Coordinate annotation entries

╭──

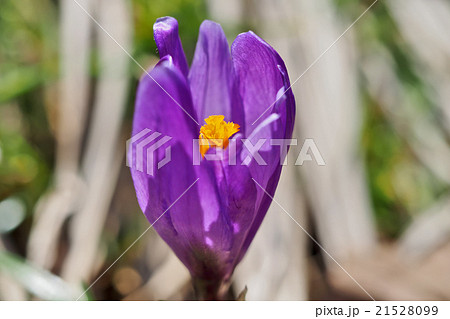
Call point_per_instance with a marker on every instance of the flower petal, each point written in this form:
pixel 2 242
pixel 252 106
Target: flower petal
pixel 211 76
pixel 165 32
pixel 261 74
pixel 194 224
pixel 162 103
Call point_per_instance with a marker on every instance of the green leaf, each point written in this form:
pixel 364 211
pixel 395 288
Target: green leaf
pixel 37 281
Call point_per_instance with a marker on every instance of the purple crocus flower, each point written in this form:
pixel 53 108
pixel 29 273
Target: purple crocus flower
pixel 213 209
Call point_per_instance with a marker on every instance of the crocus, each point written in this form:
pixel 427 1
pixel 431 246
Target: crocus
pixel 213 209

╰──

### Instruction
Copy out all the records exactly, excluding pictures.

### Result for this task
Call point_per_instance with a marker on every instance of the flower petal, each point written in this form:
pixel 2 242
pixel 252 106
Target: flower petal
pixel 211 76
pixel 165 32
pixel 261 74
pixel 194 224
pixel 162 103
Call point_per_instance with a marker on every instance of the green leaf, each point written in this form:
pixel 364 211
pixel 395 288
Target: green leaf
pixel 37 281
Call point_per_instance with a marker on every instance of the purple crocus flower, each point written in this form:
pixel 53 108
pixel 29 273
Target: purple crocus flower
pixel 213 209
Call point_per_instance with a marker on every instance of the crocus, each point written in this form:
pixel 427 1
pixel 431 246
Target: crocus
pixel 213 209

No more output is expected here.